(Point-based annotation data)
━━━━━━━━━━━━━━━━━━━━
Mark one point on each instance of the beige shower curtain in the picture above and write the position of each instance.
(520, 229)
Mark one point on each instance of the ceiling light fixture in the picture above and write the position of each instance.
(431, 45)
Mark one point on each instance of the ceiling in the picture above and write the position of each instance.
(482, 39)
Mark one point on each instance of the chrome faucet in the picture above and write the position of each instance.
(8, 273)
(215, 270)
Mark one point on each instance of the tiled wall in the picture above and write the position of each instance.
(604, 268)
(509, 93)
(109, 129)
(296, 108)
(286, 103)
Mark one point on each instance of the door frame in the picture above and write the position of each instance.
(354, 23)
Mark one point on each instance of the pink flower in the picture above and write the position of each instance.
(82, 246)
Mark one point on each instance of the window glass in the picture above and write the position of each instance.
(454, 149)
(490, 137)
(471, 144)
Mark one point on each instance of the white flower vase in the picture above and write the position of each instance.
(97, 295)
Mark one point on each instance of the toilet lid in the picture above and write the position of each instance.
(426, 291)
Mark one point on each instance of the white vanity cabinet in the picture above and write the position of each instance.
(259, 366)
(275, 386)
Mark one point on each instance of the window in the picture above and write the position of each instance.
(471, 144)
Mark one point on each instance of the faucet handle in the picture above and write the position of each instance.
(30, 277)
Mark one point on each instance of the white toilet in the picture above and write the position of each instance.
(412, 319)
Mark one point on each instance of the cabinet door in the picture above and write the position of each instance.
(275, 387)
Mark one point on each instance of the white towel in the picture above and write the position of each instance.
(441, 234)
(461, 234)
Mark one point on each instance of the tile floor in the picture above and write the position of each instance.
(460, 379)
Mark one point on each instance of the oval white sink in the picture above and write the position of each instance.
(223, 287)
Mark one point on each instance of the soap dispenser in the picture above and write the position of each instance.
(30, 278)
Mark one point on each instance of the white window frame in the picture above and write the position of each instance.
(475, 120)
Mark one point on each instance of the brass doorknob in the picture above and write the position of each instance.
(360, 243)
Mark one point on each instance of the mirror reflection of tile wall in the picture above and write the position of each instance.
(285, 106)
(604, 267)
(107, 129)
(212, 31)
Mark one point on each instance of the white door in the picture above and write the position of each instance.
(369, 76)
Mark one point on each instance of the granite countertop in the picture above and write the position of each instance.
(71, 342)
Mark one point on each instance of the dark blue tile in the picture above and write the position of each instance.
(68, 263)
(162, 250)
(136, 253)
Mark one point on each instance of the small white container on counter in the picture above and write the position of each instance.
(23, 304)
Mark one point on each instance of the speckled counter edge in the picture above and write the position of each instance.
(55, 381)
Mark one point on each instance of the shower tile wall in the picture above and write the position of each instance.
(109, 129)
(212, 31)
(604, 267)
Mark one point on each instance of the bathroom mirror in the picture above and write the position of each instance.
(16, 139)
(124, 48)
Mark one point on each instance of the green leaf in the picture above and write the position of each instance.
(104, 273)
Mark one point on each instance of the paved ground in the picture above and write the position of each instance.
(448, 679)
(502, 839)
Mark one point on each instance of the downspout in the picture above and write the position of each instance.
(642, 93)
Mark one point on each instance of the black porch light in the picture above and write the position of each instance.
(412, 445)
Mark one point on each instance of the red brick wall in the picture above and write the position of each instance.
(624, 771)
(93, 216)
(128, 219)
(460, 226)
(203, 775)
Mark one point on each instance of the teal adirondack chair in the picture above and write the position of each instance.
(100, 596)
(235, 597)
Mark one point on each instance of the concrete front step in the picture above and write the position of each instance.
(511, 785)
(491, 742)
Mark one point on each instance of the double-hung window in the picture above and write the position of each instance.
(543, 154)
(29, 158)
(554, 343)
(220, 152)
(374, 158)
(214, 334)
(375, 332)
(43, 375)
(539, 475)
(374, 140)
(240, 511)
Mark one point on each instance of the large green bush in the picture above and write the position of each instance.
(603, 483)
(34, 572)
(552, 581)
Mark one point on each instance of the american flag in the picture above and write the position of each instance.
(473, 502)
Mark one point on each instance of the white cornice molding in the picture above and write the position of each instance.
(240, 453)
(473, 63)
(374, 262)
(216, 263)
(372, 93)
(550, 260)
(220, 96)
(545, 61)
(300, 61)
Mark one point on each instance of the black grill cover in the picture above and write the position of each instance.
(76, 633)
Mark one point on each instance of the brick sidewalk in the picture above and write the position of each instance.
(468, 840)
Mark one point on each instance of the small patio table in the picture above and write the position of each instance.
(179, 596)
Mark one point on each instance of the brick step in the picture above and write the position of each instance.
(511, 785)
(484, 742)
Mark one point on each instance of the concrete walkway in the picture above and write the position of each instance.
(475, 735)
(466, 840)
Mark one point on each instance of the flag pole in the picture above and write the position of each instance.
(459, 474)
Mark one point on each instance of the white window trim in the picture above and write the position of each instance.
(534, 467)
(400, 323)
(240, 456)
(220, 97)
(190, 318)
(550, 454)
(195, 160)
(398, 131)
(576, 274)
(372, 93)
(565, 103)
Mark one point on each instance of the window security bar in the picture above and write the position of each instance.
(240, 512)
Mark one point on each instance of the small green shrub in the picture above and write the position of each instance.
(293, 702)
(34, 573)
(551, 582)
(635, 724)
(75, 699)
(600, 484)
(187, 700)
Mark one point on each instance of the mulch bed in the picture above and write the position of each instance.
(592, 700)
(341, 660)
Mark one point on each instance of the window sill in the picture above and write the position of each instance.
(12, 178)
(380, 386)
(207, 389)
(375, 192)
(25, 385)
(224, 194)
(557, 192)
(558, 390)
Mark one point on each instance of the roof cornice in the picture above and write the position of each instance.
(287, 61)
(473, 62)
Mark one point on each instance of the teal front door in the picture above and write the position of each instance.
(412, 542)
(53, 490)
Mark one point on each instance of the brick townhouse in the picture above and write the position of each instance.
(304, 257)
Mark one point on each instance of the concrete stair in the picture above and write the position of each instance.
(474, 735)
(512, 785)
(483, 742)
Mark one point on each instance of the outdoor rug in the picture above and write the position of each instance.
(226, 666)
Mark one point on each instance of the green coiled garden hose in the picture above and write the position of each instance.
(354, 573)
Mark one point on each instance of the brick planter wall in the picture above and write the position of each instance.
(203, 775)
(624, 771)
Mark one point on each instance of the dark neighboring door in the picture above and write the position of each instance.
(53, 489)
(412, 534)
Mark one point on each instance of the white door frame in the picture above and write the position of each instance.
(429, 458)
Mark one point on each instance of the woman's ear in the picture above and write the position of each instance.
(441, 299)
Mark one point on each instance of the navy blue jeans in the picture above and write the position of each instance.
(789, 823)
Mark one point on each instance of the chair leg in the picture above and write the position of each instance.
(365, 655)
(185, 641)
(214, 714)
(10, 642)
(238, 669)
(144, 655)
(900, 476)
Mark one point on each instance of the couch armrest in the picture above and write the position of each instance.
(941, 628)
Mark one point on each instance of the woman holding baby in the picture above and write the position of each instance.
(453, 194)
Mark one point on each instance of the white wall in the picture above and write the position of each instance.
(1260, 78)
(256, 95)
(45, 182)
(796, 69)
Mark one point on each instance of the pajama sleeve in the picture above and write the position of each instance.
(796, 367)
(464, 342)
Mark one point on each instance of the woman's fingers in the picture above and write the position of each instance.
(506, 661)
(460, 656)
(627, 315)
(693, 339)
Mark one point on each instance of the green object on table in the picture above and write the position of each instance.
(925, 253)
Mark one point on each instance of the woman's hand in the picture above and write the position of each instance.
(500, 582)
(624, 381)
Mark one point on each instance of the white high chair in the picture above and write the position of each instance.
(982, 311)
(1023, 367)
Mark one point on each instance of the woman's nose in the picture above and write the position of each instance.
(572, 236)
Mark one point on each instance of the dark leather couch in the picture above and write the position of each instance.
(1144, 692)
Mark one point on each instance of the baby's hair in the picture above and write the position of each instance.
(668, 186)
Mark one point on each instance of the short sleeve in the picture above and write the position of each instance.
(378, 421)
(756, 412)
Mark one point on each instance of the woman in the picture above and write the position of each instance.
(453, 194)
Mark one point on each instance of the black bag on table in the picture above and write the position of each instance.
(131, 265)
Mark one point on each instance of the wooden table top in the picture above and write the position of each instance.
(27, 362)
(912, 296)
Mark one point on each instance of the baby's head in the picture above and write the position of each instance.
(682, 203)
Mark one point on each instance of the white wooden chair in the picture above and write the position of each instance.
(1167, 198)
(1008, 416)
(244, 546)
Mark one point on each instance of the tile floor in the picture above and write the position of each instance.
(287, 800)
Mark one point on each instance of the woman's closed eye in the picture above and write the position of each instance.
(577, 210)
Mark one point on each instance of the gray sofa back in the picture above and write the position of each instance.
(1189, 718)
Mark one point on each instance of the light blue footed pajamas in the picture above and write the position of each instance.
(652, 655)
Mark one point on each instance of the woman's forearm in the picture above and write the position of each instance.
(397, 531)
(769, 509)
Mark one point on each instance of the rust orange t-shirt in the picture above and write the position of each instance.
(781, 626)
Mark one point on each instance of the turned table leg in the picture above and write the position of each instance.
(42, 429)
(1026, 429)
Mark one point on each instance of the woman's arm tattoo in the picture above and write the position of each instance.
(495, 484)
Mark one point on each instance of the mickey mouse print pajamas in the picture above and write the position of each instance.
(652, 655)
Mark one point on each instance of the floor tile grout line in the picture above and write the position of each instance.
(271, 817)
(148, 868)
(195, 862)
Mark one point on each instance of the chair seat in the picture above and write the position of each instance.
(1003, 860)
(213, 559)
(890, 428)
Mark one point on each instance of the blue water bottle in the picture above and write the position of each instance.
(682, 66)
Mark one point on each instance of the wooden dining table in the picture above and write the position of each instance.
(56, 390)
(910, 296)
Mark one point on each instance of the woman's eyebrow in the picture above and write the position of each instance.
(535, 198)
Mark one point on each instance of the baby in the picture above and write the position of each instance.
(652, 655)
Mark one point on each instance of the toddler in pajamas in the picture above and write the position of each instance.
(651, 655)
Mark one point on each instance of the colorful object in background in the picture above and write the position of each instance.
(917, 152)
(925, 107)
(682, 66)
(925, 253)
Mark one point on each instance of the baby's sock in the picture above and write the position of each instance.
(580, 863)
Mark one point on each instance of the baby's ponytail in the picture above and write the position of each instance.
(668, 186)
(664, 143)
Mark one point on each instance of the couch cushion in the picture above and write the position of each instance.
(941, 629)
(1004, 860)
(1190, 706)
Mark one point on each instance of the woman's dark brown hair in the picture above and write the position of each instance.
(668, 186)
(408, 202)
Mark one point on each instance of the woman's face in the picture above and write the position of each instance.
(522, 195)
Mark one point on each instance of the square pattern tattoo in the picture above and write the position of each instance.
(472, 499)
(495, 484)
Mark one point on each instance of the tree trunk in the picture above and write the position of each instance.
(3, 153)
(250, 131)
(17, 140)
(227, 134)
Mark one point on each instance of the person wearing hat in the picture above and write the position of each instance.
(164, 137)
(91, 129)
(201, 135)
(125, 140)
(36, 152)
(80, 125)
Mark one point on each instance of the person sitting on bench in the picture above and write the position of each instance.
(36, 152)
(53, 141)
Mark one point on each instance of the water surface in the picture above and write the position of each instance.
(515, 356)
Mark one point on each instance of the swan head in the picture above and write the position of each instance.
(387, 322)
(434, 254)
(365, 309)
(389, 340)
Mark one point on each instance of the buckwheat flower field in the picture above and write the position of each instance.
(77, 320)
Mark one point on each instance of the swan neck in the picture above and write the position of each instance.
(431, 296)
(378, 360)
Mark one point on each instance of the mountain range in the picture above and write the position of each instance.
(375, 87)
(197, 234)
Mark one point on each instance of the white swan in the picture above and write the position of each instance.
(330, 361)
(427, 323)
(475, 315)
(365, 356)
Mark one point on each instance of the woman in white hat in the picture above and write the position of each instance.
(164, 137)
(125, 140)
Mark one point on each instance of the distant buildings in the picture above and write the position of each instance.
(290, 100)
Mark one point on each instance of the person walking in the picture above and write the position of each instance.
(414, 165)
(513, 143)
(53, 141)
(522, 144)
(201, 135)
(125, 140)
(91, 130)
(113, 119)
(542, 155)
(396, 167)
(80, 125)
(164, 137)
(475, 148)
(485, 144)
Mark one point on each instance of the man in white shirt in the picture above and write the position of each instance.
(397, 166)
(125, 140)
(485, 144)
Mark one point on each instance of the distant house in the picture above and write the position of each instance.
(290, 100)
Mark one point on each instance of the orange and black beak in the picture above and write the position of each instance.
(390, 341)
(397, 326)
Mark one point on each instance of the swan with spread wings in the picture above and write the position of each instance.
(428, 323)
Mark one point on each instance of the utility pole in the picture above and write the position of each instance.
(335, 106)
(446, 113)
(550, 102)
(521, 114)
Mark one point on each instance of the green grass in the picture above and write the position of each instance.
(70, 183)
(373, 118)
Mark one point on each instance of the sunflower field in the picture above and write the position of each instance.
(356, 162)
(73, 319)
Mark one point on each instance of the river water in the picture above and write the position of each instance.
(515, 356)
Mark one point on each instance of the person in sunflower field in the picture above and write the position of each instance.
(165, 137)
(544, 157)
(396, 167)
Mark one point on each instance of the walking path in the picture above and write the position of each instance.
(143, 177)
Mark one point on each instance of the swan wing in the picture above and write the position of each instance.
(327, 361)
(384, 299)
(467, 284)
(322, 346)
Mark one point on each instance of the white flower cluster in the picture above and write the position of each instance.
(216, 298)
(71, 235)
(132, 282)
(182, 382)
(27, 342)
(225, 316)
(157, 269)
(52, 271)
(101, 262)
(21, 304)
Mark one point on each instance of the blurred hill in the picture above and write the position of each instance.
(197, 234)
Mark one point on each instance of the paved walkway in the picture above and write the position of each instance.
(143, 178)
━━━━━━━━━━━━━━━━━━━━
Exactly repeat the lines from the line that contains "Mark one point on each instance of the swan with" to the end of the entries, both included, and leave out all other lines.

● REPLY TO THE EXERCISE
Mark one point on each instance of the swan with spread wings in the picture above and write the position of each instance.
(428, 323)
Mark one point on each instance of the utility pole in the picture above and write the position of each instance.
(335, 106)
(446, 113)
(550, 102)
(521, 114)
Mark one point on each instance of the green grass in the picture above and write the position of each instance.
(70, 183)
(373, 118)
Mark one point on each instance of the sunflower field in the picture above and write the position of each instance.
(356, 162)
(73, 319)
Mark one point on each instance of the river water in the picture above and write the position of each instance.
(515, 356)
Mark one point on each instance of the person in sunflower field in the picture above and write the position of each instance.
(165, 137)
(544, 157)
(396, 167)
Mark one point on each instance of the walking path in the picture above and write the position of each instance.
(143, 177)
Mark one point on each instance of the swan wing in the picture above and write the position of each instance.
(327, 361)
(384, 299)
(467, 284)
(322, 346)
Mark one point on each instance of the white flower cluster in the picture above and write the position of each instance.
(216, 298)
(71, 235)
(132, 282)
(182, 382)
(27, 342)
(225, 316)
(157, 269)
(52, 271)
(101, 262)
(21, 304)
Mark one point on each instance of the blurred hill in the picture above and write the position of each instance.
(197, 234)
Mark one point on each instance of the paved walkway in the picture above and write the position of each instance.
(143, 178)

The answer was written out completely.